--- Start of TEXT SEGMENT ---

This service will be undergoing maintenance at 00:00 UTC, 2016-08-01. It is expected to last about 1 hours

Bug 962211

Summary: brcmsmac divide-by-zero (?) in brcms_c_calc_frame_time
Product: [Fedora] Fedora Reporter: Daniel Stone <daniel>
Component: kernelAssignee: John Greene <jogreene>
Status: CLOSED DUPLICATE QA Contact: Fedora Extras Quality Assurance <extras-qa>
Severity: unspecified Docs Contact:
Priority: unspecified    
Version: 19CC: fedora-kernel-wireless-brcm80211, gansalmon, itamar, jonathan, kernel-maint, kmaraas, madhu.chinakonda, phaber
Target Milestone: ---   
Target Release: ---   
Hardware: x86_64   
OS: Linux   
Whiteboard:
Fixed In Version: Doc Type: Bug Fix
Doc Text:
Story Points: ---
Clone Of: Environment:
Last Closed: 2013-07-31 04:22:39 EDT Type: Bug
Regression: --- Mount Type: ---
Documentation: --- CRM:
Verified Versions: Category: ---
oVirt Team: --- RHEL 7.3 requirements from Atomic Host:
Attachments:
Description Flags
OOPS output none

Description Daniel Stone 2013-05-12 11:31:38 EDT
Every so often (at least hourly today) with 3.9.1-301.fc19, I see what seems to be a divide-by-zero in brcms_c_calc_frame_time(), called from brcms_c_compute_rtscts_dur().  This is on a mid-2012 Ivy Bridge MacBook Air, with a BRCM43224 chip.

Probably notable is that I have an _extremely_ marginal connection to the AP: if I move out of my bedroom, I can't even see it beaconing anymore, and I get quite frequent and long dropouts.  So this is probably quite pathological in terms of retry/etc behaviour.

As it's a hard panic, I don't have any saved OOPSes, but I hope you enjoy the attached picture, with all the quality of a five-year old phonecam, because it was taken with a five-year old phone.

Please let me know if there's anything more I can do: unfortunately I can't get the kernel source for any further debugging, since this connection is so bad and rarely lasts long enough before OOPSing to download much anything ...

--- End of TEXT SEGMENT ---

> [GIVEN INSTRUCTION 1] Summarize the bug report in two sentences.
> [GIVEN INSTRUCTION 2] Set down, word for word, everything in the bug report from "Description Daniel Stone" down to "five-year old phone.".
> [GIVEN INSTRUCTION 3] Take the Fedora bug report about the brcmsmac divide-by-zero further, continuing it from where it stops.
The items after the bug report are not needed.

--- Start of RECORDED DATA ---

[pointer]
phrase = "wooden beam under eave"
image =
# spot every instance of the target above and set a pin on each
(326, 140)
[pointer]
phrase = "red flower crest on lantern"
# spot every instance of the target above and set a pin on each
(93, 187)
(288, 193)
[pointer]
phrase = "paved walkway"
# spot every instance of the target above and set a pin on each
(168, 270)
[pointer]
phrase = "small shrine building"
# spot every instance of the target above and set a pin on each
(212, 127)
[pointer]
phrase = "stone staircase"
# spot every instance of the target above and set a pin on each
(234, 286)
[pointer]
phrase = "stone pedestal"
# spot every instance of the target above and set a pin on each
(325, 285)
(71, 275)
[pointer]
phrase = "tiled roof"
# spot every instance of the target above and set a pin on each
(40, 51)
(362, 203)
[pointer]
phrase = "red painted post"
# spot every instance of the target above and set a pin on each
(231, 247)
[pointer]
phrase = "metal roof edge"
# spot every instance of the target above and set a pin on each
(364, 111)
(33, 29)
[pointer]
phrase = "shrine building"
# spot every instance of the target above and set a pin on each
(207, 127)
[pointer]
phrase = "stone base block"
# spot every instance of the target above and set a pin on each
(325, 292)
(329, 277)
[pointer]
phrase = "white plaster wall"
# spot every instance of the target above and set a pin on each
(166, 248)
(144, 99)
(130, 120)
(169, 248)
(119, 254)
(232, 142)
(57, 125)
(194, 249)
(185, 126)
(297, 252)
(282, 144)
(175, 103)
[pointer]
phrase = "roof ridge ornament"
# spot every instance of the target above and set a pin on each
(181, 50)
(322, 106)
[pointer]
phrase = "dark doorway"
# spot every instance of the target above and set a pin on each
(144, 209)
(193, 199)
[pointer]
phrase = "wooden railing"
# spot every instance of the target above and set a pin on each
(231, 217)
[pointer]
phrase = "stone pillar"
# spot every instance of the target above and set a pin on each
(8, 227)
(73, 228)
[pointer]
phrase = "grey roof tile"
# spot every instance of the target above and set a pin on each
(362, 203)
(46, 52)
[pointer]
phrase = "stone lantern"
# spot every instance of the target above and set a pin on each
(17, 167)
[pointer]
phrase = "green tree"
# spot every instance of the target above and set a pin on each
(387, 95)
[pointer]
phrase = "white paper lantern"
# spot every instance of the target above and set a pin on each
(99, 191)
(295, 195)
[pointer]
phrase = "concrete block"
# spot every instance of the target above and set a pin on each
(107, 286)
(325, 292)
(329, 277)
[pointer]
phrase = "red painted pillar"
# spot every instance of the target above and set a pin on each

--- End of RECORDED DATA ---

> [TASK ANSWER 1] Bug 962211, a closed duplicate filed against the Fedora kernel, reports a hard panic, at least hourly with 3.9.1-301.fc19, from what seems to be a divide-by-zero in brcms_c_calc_frame_time() called from brcms_c_compute_rtscts_dur(). The reporter uses a mid-2012 Ivy Bridge MacBook Air with a BRCM43224 chip and an extremely marginal connection to the AP, and attached a phone picture because no OOPSes could be saved.

> [TASK ANSWER 2]
Description Daniel Stone 2013-05-12 11:31:38 EDT
Every so often (at least hourly today) with 3.9.1-301.fc19, I see what seems to be a divide-by-zero in brcms_c_calc_frame_time(), called from brcms_c_compute_rtscts_dur().  This is on a mid-2012 Ivy Bridge MacBook Air, with a BRCM43224 chip.

Probably notable is that I have an _extremely_ marginal connection to the AP: if I move out of my bedroom, I can't even see it beaconing anymore, and I get quite frequent and long dropouts.  So this is probably quite pathological in terms of retry/etc behaviour.

As it's a hard panic, I don't have any saved OOPSes, but I hope you enjoy the attached picture, with all the quality of a five-year old phonecam, because it was taken with a five-year old phone.

> [TASK ANSWER 3]
Comment 1 Josh Boyer 2013-05-13 09:16:48 EDT
*** Bug 962212 has been marked as a duplicate of this bug. ***
Comment 2 Josh Boyer 2013-05-13 09:19:06 EDT
Daniel, the picture was never attached.
Comment 3 Daniel Stone 2013-05-13 09:55:43 EDT
Created attachment 747240 [details]
OOPS output

Ahr, let's try again.
Comment 4 John Greene 2013-05-13 13:42:35 EDT
Daniel, 
Good picture, good enough anyway.  
The divide is calculating by the rate, which would have to be zero right?  Quick scan doesn't show specific fix upstream as yet.. Will check some other places: wireless testing too.  Does the issue go away when good signal with AP or just when it's marginal?

Are you able to try other kernel versions?  Even an older one might give us a new data point.
Comment 5 Daniel Stone 2013-05-13 13:48:07 EDT
Thanks.  So far at the office I haven't seen this occur at all: even with a really terrible AP which drops association every 15 minutes or so.  But I've got a good link while it lasts, so the rate thing seems fairly likely.

Since this is a fresh F19 install, I haven't got any other kernels on here, I'm afraid.
Comment 6 John Greene 2013-05-14 14:54:19 EDT
Ok, but you are able to reproduce easily it seems.  Perhaps I can get a test kernel to you to get some data if so, are you able to do this?
Comment 7 Daniel Stone 2013-05-14 15:15:31 EDT
Sure, but the sooner the better; as soon as BT fix my DSL (any day now ...) I'm going to stop paying £5/day for this terrible wifi.
Comment 8 Piotr Haber 2013-05-15 04:38:19 EDT
I took a quick look at this issue and seems that only division by zero that can happen in brcms_c_calc_frame_time is in line 638 or 645 (kNdps being zero), that would mean mcs_2_rate returned 0 - which can happen if MCS is 32 and 40MHz channel is in use.

Would you be able to test a simple kernel patch?
Maybe you could provide a scan results ('iw wlanx scan', and indicate which AP you are connected to), maybe also output of 'iw wlanx link'?
Comment 9 Daniel Stone 2013-05-15 05:32:55 EDT
Sure thing, happy to test patches etc.  FWIW - haven't seen it at all today or last night.

Connected to 8a:d1:5e:b6:9f:28 (on wlp2s0)
	SSID: BTWiFi
	freq: 2412
	RX: 47364391 bytes (54165 packets)
	TX: 6451717 bytes (42215 packets)
	signal: -88 dBm
	tx bitrate: 26.0 MBit/s MCS 3

	bss flags:	short-preamble short-slot-time
	dtim period:	0
	beacon int:	100

BSS 8a:d1:5e:b6:9f:28 (on wlp2s0) -- associated
        TSF: 228209755134 usec (2d, 15:23:29)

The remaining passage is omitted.